**INSTRUÇÕES**
a: Reproduza, do excerto sobre o filme Efeitos Secundários, o trecho que começa nas palavras "Reconhecemo-la, de resto, em" e termina logo após "mais de dinheiro.".
b: Responda com base no excerto sobre o filme Efeitos Secundários:
(i) Que tipo de caso lança a intriga?
(ii) Quem foi levado para a cadeia por esse caso?
(iii) O que desejam as grandes farmacêuticas despejar sobre toda a gente?

**EXCERTO DO TEXTO**
____

Reconhecemo-la, de resto, em Efeitos Secundários, na intriga assombrada por manigâncias corporativas (as grandes farmacêuticas desejosas de despejar anti-depressivos sobre toda a gente que não ande aos pulos de contentes), lançada por um caso de inside trading (que levou para a cadeia o marido da personagem de Rooney Mara), e centrada, basicamente, naquilo que as pessoas fazem, quando os escrúpulos se gastam, para ganharem um bocadinho mais de dinheiro.

____

**REGISTOS FORNECIDOS**
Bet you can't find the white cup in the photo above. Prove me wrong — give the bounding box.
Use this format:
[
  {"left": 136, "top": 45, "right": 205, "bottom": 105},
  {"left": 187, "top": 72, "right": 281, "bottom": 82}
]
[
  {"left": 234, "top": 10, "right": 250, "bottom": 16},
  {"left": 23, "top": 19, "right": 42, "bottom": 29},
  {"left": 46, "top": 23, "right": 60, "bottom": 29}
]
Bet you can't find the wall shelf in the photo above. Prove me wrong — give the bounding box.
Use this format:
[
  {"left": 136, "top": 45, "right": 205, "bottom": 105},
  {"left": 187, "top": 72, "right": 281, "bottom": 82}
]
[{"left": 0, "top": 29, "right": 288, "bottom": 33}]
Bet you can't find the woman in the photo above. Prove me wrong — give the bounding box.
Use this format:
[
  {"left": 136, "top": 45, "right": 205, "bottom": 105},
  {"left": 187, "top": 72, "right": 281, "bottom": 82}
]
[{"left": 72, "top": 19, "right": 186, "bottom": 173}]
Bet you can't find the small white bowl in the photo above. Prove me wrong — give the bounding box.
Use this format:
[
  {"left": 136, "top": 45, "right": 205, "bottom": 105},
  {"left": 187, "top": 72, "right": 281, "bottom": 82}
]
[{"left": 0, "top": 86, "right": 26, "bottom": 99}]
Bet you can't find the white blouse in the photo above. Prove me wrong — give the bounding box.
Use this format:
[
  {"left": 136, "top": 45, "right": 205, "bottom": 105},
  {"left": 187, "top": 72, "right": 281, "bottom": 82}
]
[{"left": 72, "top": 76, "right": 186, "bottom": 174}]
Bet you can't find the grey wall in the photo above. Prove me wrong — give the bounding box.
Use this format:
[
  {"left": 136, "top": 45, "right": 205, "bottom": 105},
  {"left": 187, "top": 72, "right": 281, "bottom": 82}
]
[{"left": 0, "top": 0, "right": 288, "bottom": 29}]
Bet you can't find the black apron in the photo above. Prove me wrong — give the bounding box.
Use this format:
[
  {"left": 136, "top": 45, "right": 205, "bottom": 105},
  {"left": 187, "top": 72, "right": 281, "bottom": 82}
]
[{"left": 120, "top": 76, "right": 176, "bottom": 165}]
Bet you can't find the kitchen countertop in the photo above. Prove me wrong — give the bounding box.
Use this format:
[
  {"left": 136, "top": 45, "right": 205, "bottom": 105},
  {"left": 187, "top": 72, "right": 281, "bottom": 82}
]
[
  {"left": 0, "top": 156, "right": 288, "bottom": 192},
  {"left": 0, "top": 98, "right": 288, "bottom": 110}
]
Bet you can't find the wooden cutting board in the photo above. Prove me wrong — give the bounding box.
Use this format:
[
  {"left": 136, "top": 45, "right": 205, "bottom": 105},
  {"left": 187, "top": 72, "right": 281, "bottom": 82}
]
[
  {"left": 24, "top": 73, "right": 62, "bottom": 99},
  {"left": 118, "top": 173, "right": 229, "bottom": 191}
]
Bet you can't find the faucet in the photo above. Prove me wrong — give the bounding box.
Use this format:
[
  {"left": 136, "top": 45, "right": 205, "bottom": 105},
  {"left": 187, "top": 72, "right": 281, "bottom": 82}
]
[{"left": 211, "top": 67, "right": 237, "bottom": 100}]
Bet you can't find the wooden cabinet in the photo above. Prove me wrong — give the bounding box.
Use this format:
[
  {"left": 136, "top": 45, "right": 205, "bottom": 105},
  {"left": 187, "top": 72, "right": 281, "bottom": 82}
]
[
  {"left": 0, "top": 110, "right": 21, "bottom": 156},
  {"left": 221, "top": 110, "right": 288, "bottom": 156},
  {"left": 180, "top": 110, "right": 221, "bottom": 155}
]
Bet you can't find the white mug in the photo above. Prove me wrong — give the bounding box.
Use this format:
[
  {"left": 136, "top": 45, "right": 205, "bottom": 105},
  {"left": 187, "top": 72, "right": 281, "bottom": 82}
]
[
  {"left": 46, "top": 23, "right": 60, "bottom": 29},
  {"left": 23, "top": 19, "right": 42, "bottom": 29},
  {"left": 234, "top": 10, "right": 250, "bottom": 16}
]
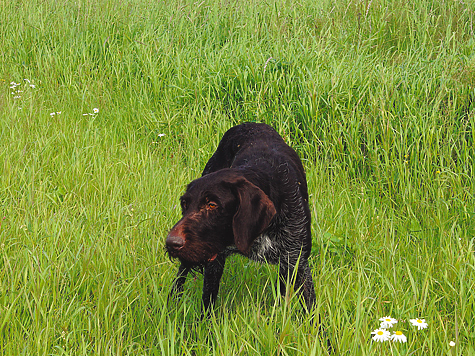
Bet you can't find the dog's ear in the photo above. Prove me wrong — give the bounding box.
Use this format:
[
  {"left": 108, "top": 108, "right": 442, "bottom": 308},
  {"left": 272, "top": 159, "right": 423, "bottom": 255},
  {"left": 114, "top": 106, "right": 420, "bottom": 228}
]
[{"left": 228, "top": 178, "right": 276, "bottom": 255}]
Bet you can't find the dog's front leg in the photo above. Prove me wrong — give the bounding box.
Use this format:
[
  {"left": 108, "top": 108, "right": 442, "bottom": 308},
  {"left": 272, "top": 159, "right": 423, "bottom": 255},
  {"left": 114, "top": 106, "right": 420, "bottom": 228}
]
[
  {"left": 202, "top": 253, "right": 226, "bottom": 314},
  {"left": 168, "top": 263, "right": 190, "bottom": 301}
]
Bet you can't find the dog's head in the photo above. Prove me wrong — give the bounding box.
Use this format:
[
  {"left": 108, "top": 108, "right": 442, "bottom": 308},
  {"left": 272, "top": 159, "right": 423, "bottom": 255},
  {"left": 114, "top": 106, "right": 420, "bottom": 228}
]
[{"left": 166, "top": 169, "right": 276, "bottom": 265}]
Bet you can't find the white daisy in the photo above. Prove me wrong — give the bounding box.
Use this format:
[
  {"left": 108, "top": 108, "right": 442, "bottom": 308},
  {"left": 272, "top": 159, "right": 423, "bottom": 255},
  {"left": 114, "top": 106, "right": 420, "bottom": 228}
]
[
  {"left": 391, "top": 331, "right": 407, "bottom": 342},
  {"left": 371, "top": 329, "right": 391, "bottom": 342},
  {"left": 409, "top": 319, "right": 429, "bottom": 330},
  {"left": 379, "top": 316, "right": 397, "bottom": 329}
]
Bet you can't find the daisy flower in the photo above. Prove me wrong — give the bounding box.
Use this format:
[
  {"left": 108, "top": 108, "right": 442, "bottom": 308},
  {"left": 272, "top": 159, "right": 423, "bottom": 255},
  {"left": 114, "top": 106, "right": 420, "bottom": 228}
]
[
  {"left": 379, "top": 316, "right": 397, "bottom": 329},
  {"left": 371, "top": 329, "right": 391, "bottom": 342},
  {"left": 409, "top": 319, "right": 429, "bottom": 330},
  {"left": 391, "top": 331, "right": 407, "bottom": 342}
]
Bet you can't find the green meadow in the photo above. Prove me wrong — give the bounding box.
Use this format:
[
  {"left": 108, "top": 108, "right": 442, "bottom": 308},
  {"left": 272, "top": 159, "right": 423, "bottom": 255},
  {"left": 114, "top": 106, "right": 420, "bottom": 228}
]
[{"left": 0, "top": 0, "right": 475, "bottom": 356}]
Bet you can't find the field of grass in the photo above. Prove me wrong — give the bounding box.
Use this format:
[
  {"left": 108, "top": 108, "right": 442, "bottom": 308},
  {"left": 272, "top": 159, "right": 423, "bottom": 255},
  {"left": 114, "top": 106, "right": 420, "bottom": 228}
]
[{"left": 0, "top": 0, "right": 475, "bottom": 356}]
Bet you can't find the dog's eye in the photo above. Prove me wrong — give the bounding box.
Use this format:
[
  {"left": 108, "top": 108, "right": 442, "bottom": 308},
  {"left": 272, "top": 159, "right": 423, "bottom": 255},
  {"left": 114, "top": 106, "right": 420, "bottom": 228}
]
[{"left": 208, "top": 201, "right": 218, "bottom": 210}]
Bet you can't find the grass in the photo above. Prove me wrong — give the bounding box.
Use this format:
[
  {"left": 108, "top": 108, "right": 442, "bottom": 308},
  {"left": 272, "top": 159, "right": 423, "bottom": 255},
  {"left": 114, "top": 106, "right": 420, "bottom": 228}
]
[{"left": 0, "top": 0, "right": 475, "bottom": 355}]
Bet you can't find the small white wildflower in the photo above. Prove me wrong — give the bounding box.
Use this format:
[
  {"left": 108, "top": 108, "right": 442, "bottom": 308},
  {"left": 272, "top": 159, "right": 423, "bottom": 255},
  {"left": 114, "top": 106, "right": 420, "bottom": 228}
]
[
  {"left": 391, "top": 331, "right": 407, "bottom": 342},
  {"left": 409, "top": 319, "right": 429, "bottom": 330},
  {"left": 379, "top": 316, "right": 397, "bottom": 329},
  {"left": 371, "top": 329, "right": 391, "bottom": 342}
]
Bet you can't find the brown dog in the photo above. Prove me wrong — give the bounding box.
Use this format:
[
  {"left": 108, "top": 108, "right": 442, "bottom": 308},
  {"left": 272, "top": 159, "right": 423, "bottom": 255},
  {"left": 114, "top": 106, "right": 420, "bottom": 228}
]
[{"left": 166, "top": 123, "right": 315, "bottom": 310}]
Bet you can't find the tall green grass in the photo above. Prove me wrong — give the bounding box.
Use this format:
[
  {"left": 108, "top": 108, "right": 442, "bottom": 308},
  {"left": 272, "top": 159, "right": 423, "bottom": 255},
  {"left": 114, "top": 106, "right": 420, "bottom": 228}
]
[{"left": 0, "top": 0, "right": 475, "bottom": 355}]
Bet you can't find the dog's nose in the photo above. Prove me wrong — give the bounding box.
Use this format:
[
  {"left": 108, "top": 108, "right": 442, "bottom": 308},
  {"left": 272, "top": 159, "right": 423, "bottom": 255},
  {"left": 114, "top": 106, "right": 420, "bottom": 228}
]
[{"left": 165, "top": 235, "right": 185, "bottom": 250}]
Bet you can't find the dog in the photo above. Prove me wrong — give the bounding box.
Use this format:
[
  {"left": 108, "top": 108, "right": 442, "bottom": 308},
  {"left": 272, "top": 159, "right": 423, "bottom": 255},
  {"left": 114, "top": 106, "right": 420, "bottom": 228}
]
[{"left": 165, "top": 123, "right": 316, "bottom": 312}]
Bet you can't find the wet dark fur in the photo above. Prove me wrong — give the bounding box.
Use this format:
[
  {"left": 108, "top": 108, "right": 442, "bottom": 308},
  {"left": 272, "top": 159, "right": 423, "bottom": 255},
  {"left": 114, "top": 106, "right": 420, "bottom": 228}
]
[{"left": 166, "top": 123, "right": 315, "bottom": 310}]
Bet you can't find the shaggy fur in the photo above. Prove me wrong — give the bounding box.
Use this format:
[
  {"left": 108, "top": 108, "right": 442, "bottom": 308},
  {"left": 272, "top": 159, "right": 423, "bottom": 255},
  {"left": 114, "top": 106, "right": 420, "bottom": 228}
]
[{"left": 166, "top": 123, "right": 315, "bottom": 310}]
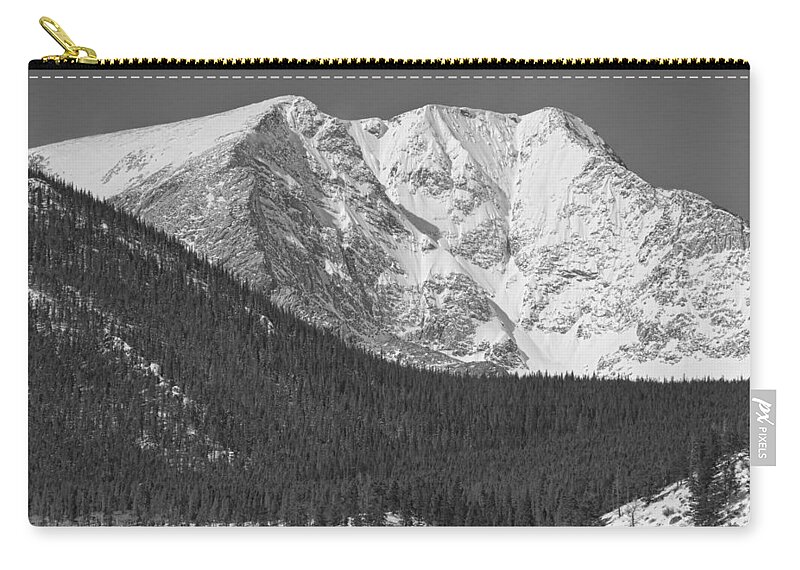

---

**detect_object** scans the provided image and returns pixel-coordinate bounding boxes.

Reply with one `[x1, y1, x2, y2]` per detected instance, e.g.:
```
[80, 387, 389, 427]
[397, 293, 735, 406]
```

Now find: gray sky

____

**RESPOSTAS DOS EXERCÍCIOS**
a:
Reconhecemo-la, de resto, em Efeitos Secundários, na intriga assombrada por manigâncias corporativas (as grandes farmacêuticas desejosas de despejar anti-depressivos sobre toda a gente que não ande aos pulos de contentes), lançada por um caso de inside trading (que levou para a cadeia o marido da personagem de Rooney Mara), e centrada, basicamente, naquilo que as pessoas fazem, quando os escrúpulos se gastam, para ganharem um bocadinho mais de dinheiro.

b:
(i) Um caso de inside trading.
(ii) O marido da personagem de Rooney Mara.
(iii) Anti-depressivos.